その一例として、マウスピース矯正は1997年にアメリカで開発された新しい矯正治療で、日本では2006年から治療が始まりました。
透明なマウスピースは、人前にでても目立ちにくいため、見た目が気になる方でも取り組みやすい治療法です。
この様に、大人から子供まで様々な選択肢が広がる矯正治療について、歯列矯正の種類ごとにご紹介をします。
ワイヤー矯正
ワイヤー矯正は、ブラケットと呼ばれる矯正装置を歯に取り付け、そこへワイヤーを通し、長時間の間適切な力を加えることで歯を動かしたい方向へ動かす方法です。ワイヤー矯正は2種類あります。
全体矯正
部分矯正
全体矯正は奥歯まで含めた全体の歯列を整えることができ、部分矯正は歯の一部分のみの限定的な治療方法です。また、ワイヤー矯正の治療法として次の3つが挙げられます。
表側矯正
裏側矯正
ハーフリンガル矯正
表側矯正は装置を歯の表面に装着するもので、ほぼ全ての症状に対して治療が可能な治療方法です。1903年に矯正治療方法が誕生した時から現在に至るまで、最もポピュラーで主流の方法となっています。
裏側矯正は、1960年代に日本で考案された治療法で、歯の裏側に装置を取り付けるため、装置が目立ちにくいことが特徴です。
ワイヤーで口の中を傷つけることはありませんが、難易度が高く治療も高額になります。ハーフリンガル矯正は、上の歯に裏側矯正・下の歯に表側矯正をする方法です。
上側の矯正装置が目立ちにくくなり、裏側矯正に比べると費用は抑えることができます。3つの矯正の中では、表側矯正は費用が抑えられて一般的な方法です。
裏側矯正とハーフリンガル矯正は装置が目立ちにくくなりますが、費用が高額になる・適応症例が狭いなどの点には気を付けましょう。
マウスピース矯正
マウスピース矯正とは、透明なマウスピースを歯に装着する方法で、ワイヤー矯正ほど目立たないことが特徴です。取り外しができるため食事中や歯磨きの時にストレスがありません。

提供データ:
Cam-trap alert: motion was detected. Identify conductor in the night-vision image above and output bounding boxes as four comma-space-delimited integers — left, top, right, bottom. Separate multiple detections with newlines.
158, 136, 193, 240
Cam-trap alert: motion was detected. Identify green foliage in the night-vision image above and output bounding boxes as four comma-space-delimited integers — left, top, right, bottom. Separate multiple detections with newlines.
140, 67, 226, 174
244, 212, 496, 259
...
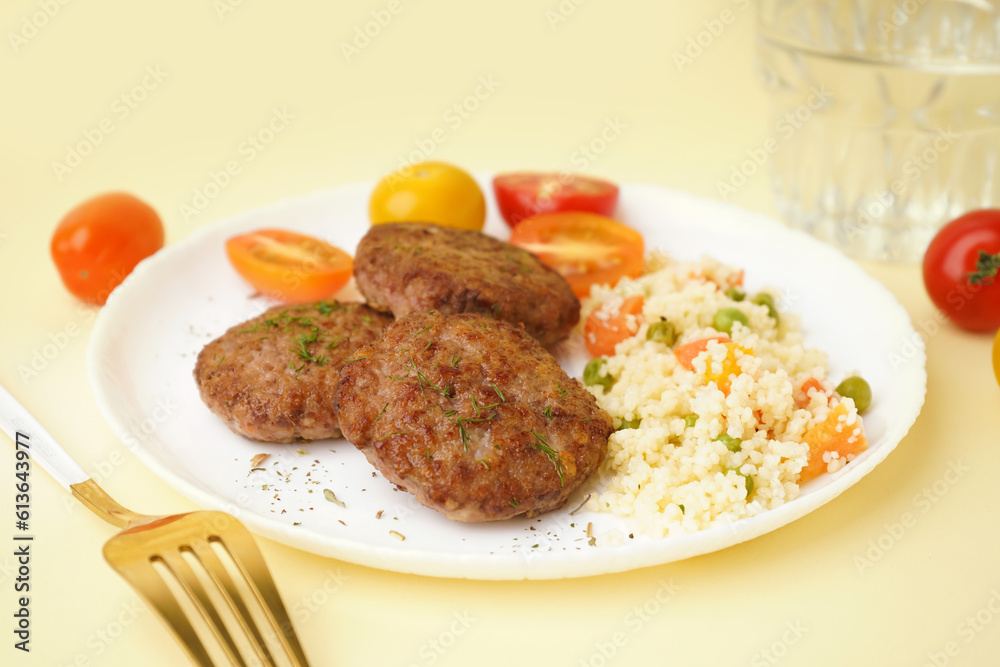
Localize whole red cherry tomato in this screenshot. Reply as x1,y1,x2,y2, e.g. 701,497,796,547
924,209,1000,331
* * *
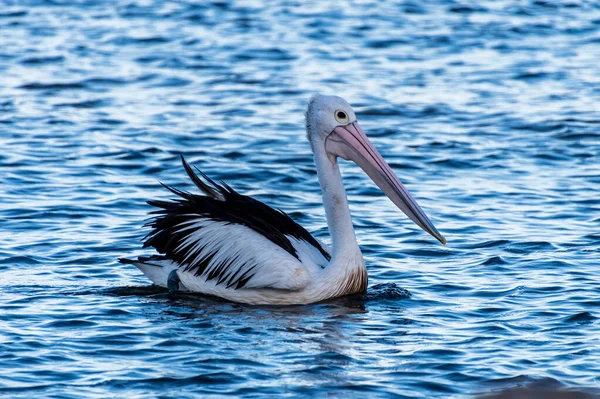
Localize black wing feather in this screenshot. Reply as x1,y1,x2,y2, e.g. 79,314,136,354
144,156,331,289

作業指示 1: 歯列矯正の種類についての文章で、ワイヤー矯正の治療法として挙げられているものをすべて書き出しなさい。
作業指示 2: 歯列矯正の種類についての文章を、最後の文の後から書き継ぎなさい。

最終解答 1: 表側矯正、裏側矯正、ハーフリンガル矯正

最終解答 2:
およそ2週間程装着して、歯が動いたら新しいマウスピースに交換して更に動かしていきます。
効果を得るためには20時間以上の装着が必要で、食事や歯磨きの時以外は常にマウスピースを外さないことが大切です。
また、ワイヤー矯正に比べて細かい動きができないことや、治療ができない症例もあります。しかし金属アレルギーの方や、ブラケットを付けたくないという方には適した方法です。
セラミック矯正
セラミック矯正は、実際に自分の歯を動かすのではなく、歯を薄く削ってセラミックを被せることで歯並びを整える方法です。
ワイヤー矯正やマウスピース矯正の様に、自分の歯を動かさないため、歯が動く痛みは無く、短期間で終わります。
また、矯正装置は使わないため、治療中の見た目の変化もありません。しかし、自分の歯を削ることや、被せ物と歯の隙間から虫歯になってしまうことがデメリットとしてあげられます。
セラミックの寿命は10~20年といわれていますので、寿命が来たら作り直しをする必要があります。
美しい歯が短期間で手に入れられますが、歯を削る等のデメリットがありますので、ご自身に合うかどうかを歯科医に相談しましょう。
しかし、セラミック矯正は医療倫理的に絶対に行ってはならない治療です。むし歯治療の1つとしてセラミックの補綴治療をする際に、ある程度歯列を整えることはできます。
歯並びの悪さを放置するリスク
歯並びや噛み合わせが悪いことを不正咬合(ふせいこうごう)といいます。不正咬合には以下の様な症状があります。
叢生(そうせい)(ガタガタした状態)
上顎前突(じょうがくぜんとつ)(出っ歯)
反対咬合(こうごう)(受け口)
開咬(かいこう)(前歯が噛み合わない)
不正咬合を放置しておくと虫歯や歯周病になりやすくなるだけでなく、顎の形状にも影響を及ぼします。どの様な症状があるかを見ていきましょう。
虫歯・歯周病になりやすい
歯並びが悪いと虫歯や歯周病になりやすくなります。歯並びが悪く、歯と歯が重なりあうと、隙間やデコボコが多くなるため磨き残しが多くなるためです。
こういった隙間は常にブラシが届きにくくなるので、虫歯ができやすくなります。また、磨き残しは、歯周病の原因にもなります。
食べかすは歯垢となり、粘着質の細菌の塊となって歯につき、そのままブラシが当たらないままの状態が続くと歯肉が炎症を起こしていくのです。
歯垢は取り除かないまま時間が経過すると歯石になり、歯に強固に付着します。歯石は細菌の塊であり、歯周病を進行させる原因となるのです。
噛み合わせが悪くなる
歯並びが悪いと、正しい位置で噛むことができないので、嚙み合わせが悪くなります。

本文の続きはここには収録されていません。